* Passage to read:
- Born: Dorothy Katharine Beiter August 23, 1907 Buffalo, New York
- Died: October 11, 1982 (aged 75) Stella Niagara, New York
- Resting place: Sisters of St. Francis Cemetery, Stella Niagara, New York
- Education: Catholic University of America
- Scientific career
- Workplaces: Rosary Hill College (later Daemen College)
- Thesis: Coeflicients in the cyclotomic polynomial for numbers with at most three distinct odd primes in their factorization (1960)

= Marion Beiter =

American mathematician and educator

Sister Marion Beiter OSF (August 23, 1907 – October 11, 1982), born Dorothy Katharine Beiter, was an American mathematician and educator. Her research focused on the area of cyclotomic polynomials.

Beiter was born in Buffalo to Kathryn and Edward Frederick Beiter, where she attended Sacred Heart Academy. She entered the Sisters of St. Francis of Penance and Christian Charity in 1923, and professed her final vows in 1929.

* Brief:
Repeat the Marion Beiter article word for word between "- Born: Dorothy" and "of cyclotomic polynomials.", inclusive.

Named-object pointing items
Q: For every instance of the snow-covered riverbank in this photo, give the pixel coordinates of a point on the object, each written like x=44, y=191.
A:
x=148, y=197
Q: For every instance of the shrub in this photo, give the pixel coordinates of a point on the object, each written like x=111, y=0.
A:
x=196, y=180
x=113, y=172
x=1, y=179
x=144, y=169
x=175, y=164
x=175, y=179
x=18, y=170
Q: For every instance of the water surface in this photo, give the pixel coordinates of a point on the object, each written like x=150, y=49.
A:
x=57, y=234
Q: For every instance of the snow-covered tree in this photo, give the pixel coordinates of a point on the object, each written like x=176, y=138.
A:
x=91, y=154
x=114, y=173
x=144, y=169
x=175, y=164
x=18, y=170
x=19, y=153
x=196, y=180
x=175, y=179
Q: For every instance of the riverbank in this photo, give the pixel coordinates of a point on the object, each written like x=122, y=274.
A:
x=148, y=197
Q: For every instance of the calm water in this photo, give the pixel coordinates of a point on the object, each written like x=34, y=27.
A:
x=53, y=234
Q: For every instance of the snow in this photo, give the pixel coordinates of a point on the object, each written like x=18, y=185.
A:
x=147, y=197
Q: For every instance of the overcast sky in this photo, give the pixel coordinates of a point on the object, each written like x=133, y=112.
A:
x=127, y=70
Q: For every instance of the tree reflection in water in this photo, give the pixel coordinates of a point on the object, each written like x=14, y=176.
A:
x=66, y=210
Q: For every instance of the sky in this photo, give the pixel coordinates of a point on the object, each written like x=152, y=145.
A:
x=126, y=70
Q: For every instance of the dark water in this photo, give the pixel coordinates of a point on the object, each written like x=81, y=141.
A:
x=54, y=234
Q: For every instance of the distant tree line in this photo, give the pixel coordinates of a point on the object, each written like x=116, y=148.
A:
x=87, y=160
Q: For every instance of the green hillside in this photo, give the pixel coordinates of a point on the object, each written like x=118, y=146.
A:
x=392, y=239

* Problem solution:
- Born: Dorothy Katharine Beiter August 23, 1907 Buffalo, New York
- Died: October 11, 1982 (aged 75) Stella Niagara, New York
- Resting place: Sisters of St. Francis Cemetery, Stella Niagara, New York
- Education: Catholic University of America
- Scientific career
- Workplaces: Rosary Hill College (later Daemen College)
- Thesis: Coeflicients in the cyclotomic polynomial for numbers with at most three distinct odd primes in their factorization (1960)

= Marion Beiter =

American mathematician and educator

Sister Marion Beiter OSF (August 23, 1907 – October 11, 1982), born Dorothy Katharine Beiter, was an American mathematician and educator. Her research focused on the area of cyclotomic polynomials.